Transcribe each record exactly. Include every one.

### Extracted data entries
━━━━━━━━━━━━━━━━
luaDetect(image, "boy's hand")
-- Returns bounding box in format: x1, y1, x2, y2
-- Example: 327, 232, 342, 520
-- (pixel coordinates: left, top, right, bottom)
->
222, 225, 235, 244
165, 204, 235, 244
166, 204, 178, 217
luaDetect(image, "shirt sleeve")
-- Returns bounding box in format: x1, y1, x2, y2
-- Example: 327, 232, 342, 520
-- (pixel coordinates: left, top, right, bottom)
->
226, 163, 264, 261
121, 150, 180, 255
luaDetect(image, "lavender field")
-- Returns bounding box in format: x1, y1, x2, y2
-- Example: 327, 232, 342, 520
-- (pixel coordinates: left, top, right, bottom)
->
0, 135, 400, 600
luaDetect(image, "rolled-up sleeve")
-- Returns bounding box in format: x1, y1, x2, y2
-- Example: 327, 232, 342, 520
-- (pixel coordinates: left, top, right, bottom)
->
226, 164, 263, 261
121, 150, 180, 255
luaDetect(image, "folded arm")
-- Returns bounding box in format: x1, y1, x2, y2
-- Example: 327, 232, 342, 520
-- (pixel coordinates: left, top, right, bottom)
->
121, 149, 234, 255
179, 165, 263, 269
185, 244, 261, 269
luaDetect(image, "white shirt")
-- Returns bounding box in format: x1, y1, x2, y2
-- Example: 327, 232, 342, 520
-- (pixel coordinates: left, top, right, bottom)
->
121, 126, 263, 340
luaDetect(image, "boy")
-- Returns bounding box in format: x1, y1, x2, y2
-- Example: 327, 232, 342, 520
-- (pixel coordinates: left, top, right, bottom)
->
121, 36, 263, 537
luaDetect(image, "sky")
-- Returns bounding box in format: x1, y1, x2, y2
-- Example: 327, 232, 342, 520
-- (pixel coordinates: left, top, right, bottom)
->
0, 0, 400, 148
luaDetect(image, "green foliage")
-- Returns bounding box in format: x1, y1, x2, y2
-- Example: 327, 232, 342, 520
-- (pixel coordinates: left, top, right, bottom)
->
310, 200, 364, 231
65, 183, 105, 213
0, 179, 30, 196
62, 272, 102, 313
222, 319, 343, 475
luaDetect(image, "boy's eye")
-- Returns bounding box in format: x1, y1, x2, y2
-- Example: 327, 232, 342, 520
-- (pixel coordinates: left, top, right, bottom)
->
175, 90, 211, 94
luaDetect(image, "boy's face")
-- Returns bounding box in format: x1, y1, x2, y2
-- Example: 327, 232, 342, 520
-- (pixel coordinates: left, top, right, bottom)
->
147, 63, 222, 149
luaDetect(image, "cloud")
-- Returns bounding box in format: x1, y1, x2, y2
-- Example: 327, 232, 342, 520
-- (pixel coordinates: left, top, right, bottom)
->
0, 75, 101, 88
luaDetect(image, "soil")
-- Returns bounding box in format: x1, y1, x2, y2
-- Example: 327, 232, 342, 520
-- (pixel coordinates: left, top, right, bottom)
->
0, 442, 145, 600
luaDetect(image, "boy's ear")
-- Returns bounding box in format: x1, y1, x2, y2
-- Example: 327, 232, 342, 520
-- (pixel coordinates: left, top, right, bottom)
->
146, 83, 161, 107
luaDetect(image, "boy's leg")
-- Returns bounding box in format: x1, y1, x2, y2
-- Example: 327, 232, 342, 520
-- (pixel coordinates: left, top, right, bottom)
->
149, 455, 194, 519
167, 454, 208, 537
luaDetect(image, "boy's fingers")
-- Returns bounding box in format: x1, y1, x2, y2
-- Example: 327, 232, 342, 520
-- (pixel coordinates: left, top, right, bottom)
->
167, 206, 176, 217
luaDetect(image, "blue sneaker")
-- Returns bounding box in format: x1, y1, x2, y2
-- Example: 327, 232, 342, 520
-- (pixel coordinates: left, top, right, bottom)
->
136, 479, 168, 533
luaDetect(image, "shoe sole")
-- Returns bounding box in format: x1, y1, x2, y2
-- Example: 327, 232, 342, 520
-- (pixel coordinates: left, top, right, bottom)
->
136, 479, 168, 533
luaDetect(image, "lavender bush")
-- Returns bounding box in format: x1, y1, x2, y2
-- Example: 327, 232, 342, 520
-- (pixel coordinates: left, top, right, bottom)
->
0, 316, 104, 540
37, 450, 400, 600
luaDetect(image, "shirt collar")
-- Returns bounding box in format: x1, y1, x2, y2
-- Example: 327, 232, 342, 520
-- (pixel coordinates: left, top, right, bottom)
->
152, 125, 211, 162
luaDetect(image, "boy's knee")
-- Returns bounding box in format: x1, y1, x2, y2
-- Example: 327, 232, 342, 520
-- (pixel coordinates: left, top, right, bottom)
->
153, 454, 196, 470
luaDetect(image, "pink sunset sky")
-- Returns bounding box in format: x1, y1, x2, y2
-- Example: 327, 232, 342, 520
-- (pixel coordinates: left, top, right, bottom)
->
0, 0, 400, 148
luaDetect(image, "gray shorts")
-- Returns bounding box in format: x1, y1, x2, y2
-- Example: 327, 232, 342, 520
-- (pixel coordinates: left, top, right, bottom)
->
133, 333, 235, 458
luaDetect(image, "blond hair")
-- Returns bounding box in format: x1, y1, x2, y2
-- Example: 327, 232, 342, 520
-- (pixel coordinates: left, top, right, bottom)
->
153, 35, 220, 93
━━━━━━━━━━━━━━━━
### SOLUTION TO THE EXERCISE
luaDetect(image, "boy's hand")
-- Returns bounding box in format: x1, y1, x2, y2
-- Example: 327, 232, 342, 520
-- (pixel coordinates: left, top, right, bottom)
->
222, 225, 235, 244
165, 204, 235, 244
166, 204, 178, 217
luaDetect(image, "shirt sleeve")
-- Returns bounding box in format: x1, y1, x2, y2
-- Example: 327, 232, 342, 520
-- (pixel coordinates: left, top, right, bottom)
->
226, 163, 264, 261
121, 150, 180, 255
luaDetect(image, "lavender field")
-- Returns bounding box in format: x1, y1, x2, y2
-- Example: 327, 232, 342, 520
-- (pixel coordinates: left, top, right, bottom)
->
0, 135, 400, 600
luaDetect(image, "rolled-up sleeve")
-- Returns bounding box in format: x1, y1, x2, y2
-- Example: 327, 232, 342, 520
-- (pixel coordinates: left, top, right, bottom)
->
226, 164, 263, 261
121, 150, 180, 255
luaDetect(image, "folded arm")
-- Returns bounding box in format: x1, y1, x2, y2
-- Example: 327, 232, 342, 520
-- (pixel coordinates: left, top, right, bottom)
->
121, 149, 234, 255
179, 165, 263, 269
185, 244, 261, 269
luaDetect(image, "white shirt")
-- Returns bounding box in format: x1, y1, x2, y2
-- Example: 327, 232, 342, 520
-- (pixel coordinates: left, top, right, bottom)
->
121, 126, 263, 340
luaDetect(image, "boy")
-- Returns bounding box in format: x1, y1, x2, y2
-- Example: 327, 232, 342, 520
-- (pixel coordinates: left, top, right, bottom)
->
121, 36, 263, 537
luaDetect(image, "sky")
-- Returns bounding box in format: x1, y1, x2, y2
-- Example: 327, 232, 342, 520
-- (pixel coordinates: left, top, right, bottom)
->
0, 0, 400, 148
luaDetect(image, "green foliage")
-- Returns bounding box in format: x1, y1, x2, y2
-- Example: 327, 232, 342, 520
-- (pixel coordinates: left, top, right, bottom)
->
310, 200, 364, 231
65, 183, 105, 213
0, 179, 30, 196
62, 272, 102, 313
222, 319, 343, 475
luaDetect(image, "boy's eye")
-- Returns bounding box in format: x1, y1, x2, y2
-- Example: 327, 232, 342, 520
-- (pixel coordinates: left, top, right, bottom)
->
175, 90, 211, 94
luaDetect(image, "boy's face")
-- Returns bounding box in format: x1, y1, x2, y2
-- Example: 327, 232, 342, 520
-- (pixel coordinates: left, top, right, bottom)
->
147, 63, 222, 149
luaDetect(image, "cloud")
-- Returns bounding box in format: x1, y1, x2, y2
-- Example: 327, 232, 342, 520
-- (pixel coordinates: left, top, right, bottom)
->
0, 75, 101, 88
luaDetect(image, "soil")
-- Returns bounding box in format: x1, y1, x2, y2
-- Example: 327, 232, 342, 520
-- (pixel coordinates: left, top, right, bottom)
->
0, 442, 145, 600
luaDetect(image, "boy's ear")
-- Returns bounding box in format: x1, y1, x2, y2
-- Example: 327, 232, 342, 520
-- (pixel coordinates: left, top, right, bottom)
->
146, 83, 161, 107
luaDetect(image, "boy's leg")
-- Returns bounding box in format: x1, y1, x2, y2
-- Example: 327, 232, 342, 520
-- (pixel coordinates: left, top, right, bottom)
->
149, 455, 194, 519
167, 454, 208, 537
luaDetect(image, "boy's fingers")
-- Returns bounding box in format: x1, y1, x2, y2
-- Example: 327, 232, 342, 520
-- (pixel coordinates: left, top, right, bottom)
->
167, 206, 176, 217
luaDetect(image, "blue sneaker")
-- Returns bounding box in format: x1, y1, x2, y2
-- Example: 327, 232, 342, 520
-- (pixel coordinates: left, top, right, bottom)
->
136, 479, 168, 533
luaDetect(image, "shoe sole")
-- Returns bounding box in format: x1, y1, x2, y2
-- Example: 327, 232, 342, 520
-- (pixel coordinates: left, top, right, bottom)
->
136, 479, 168, 533
luaDetect(image, "lavender bush")
-- Returns bounding box in format: x1, y1, x2, y2
-- Example: 327, 232, 342, 520
-- (pixel coordinates: left, top, right, bottom)
->
0, 316, 104, 540
37, 450, 400, 600
luaDetect(image, "shirt collar")
-- Returns bounding box in format: x1, y1, x2, y2
-- Example: 327, 232, 342, 520
-- (pixel coordinates: left, top, right, bottom)
->
152, 125, 211, 162
luaDetect(image, "boy's knee")
-- Returns bounding box in format: x1, y1, x2, y2
-- Example: 327, 232, 342, 520
-- (pixel coordinates: left, top, right, bottom)
->
153, 454, 196, 470
luaDetect(image, "pink sunset sky")
-- Returns bounding box in format: x1, y1, x2, y2
-- Example: 327, 232, 342, 520
-- (pixel coordinates: left, top, right, bottom)
->
0, 0, 400, 148
luaDetect(image, "gray shorts")
-- Returns bounding box in format: x1, y1, x2, y2
-- Example: 327, 232, 342, 520
-- (pixel coordinates: left, top, right, bottom)
->
133, 333, 235, 458
luaDetect(image, "blond hair")
-- Returns bounding box in format: x1, y1, x2, y2
-- Example: 327, 232, 342, 520
-- (pixel coordinates: left, top, right, bottom)
->
153, 35, 220, 93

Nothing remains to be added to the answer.